◆ **Exercise task**:
Return every line in the entries below that contains the string "slab", copying each one in full.

◆ **Input records**:
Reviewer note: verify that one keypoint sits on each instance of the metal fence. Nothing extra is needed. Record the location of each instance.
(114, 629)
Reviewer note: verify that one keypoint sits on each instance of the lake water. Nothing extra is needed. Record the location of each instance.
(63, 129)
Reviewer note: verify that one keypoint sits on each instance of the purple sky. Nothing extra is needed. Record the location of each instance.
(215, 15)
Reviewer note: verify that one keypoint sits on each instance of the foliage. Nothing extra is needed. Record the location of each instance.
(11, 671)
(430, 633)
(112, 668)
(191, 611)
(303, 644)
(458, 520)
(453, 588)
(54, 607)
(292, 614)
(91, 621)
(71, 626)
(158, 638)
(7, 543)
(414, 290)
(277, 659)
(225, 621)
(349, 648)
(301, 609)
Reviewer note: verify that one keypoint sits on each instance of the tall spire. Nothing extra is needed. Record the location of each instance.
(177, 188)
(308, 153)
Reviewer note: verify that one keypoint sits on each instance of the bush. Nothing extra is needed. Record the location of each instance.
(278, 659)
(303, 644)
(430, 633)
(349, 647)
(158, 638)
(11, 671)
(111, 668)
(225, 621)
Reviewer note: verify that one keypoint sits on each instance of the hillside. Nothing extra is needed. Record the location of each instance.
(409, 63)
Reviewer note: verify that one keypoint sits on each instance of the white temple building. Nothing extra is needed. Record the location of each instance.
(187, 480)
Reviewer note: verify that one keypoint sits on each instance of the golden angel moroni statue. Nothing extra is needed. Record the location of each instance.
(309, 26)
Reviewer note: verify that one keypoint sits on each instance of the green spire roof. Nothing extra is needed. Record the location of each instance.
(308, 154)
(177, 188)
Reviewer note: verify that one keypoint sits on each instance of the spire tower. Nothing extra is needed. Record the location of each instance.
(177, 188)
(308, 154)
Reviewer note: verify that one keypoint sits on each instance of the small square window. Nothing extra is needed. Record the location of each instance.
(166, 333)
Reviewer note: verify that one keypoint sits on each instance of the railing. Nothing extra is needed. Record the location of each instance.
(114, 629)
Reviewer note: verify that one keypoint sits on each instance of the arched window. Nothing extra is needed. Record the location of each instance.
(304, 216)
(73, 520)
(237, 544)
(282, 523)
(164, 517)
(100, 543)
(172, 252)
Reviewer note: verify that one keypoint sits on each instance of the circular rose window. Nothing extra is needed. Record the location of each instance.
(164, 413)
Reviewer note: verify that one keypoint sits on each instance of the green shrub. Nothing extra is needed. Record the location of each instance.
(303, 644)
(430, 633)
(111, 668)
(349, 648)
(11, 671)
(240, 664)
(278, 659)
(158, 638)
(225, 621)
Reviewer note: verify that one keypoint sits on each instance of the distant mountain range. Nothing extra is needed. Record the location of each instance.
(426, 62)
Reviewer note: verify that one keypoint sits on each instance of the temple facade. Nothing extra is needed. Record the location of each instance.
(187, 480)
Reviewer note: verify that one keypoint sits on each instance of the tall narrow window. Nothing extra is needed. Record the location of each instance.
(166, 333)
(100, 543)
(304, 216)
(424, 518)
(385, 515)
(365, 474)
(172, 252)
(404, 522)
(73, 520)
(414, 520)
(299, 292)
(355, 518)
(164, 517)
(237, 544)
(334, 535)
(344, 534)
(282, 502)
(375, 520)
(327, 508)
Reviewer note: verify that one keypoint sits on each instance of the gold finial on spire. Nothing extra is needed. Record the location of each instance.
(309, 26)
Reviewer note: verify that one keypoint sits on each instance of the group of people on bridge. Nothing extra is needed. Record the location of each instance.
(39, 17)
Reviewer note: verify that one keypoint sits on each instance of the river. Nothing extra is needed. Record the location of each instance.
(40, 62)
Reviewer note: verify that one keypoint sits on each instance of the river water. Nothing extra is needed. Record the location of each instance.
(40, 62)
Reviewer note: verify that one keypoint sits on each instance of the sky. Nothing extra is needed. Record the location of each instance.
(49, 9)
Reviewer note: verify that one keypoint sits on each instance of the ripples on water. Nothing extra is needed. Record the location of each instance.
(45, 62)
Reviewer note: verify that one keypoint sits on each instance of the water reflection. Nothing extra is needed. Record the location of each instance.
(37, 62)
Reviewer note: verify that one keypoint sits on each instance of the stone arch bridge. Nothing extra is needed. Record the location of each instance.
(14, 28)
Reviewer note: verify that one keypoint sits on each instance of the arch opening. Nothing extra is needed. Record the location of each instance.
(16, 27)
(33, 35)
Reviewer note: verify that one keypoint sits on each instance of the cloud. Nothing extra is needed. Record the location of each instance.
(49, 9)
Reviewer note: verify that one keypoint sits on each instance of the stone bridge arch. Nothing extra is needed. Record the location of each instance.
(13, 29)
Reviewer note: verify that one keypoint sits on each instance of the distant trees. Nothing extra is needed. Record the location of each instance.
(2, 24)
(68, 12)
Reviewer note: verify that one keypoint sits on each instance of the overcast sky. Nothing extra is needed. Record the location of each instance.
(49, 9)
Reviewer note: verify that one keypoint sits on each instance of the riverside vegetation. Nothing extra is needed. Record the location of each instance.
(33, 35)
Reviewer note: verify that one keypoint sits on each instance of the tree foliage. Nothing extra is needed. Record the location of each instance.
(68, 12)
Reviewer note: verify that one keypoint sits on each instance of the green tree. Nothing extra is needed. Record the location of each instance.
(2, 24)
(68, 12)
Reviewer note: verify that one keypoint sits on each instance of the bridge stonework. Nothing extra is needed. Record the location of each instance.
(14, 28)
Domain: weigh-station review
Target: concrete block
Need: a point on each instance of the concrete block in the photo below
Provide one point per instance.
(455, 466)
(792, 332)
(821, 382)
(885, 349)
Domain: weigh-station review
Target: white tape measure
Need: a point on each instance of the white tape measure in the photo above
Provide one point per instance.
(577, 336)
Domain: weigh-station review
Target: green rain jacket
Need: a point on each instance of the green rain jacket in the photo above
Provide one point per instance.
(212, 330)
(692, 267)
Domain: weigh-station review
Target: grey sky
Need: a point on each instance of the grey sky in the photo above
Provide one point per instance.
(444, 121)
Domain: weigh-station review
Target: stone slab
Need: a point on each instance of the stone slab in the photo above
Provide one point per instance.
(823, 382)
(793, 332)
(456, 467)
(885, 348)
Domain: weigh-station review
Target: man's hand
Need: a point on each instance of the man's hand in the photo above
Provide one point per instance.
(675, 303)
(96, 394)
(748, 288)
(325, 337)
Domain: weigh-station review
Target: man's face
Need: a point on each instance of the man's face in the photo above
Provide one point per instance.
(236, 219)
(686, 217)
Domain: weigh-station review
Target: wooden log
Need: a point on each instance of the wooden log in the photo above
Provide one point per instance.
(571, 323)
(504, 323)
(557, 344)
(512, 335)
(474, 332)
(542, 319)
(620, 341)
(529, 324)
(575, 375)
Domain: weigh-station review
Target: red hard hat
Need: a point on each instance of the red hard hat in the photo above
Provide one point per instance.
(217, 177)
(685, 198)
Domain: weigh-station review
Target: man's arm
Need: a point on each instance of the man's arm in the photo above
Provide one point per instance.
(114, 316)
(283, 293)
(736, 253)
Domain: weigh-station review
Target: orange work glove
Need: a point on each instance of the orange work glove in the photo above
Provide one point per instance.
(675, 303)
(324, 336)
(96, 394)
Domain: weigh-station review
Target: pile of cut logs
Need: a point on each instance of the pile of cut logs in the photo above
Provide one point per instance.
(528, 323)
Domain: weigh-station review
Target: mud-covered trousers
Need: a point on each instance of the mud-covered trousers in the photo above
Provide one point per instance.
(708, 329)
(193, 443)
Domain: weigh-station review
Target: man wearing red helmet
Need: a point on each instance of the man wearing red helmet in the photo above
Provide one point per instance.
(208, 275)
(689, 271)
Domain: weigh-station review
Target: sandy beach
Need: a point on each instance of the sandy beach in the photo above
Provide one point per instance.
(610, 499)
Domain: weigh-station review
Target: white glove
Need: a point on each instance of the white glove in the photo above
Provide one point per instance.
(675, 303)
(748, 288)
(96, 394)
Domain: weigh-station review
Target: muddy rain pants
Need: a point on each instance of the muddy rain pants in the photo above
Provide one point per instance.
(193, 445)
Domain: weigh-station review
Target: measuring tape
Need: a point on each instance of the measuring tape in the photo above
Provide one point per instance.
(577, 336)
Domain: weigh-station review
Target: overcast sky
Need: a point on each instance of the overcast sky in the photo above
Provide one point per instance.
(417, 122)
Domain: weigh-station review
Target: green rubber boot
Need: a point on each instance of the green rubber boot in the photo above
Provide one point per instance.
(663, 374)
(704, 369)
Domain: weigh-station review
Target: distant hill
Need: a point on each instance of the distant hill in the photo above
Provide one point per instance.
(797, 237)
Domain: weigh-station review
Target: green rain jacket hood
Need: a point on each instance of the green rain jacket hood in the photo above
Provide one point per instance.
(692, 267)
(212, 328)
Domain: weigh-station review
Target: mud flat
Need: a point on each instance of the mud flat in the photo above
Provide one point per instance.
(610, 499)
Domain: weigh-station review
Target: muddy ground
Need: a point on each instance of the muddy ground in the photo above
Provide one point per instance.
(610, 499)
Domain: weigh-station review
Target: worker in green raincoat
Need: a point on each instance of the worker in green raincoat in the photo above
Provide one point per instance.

◆ **Written solution**:
Target: stone slab
Need: a point on each instance of the stone slab in the photo above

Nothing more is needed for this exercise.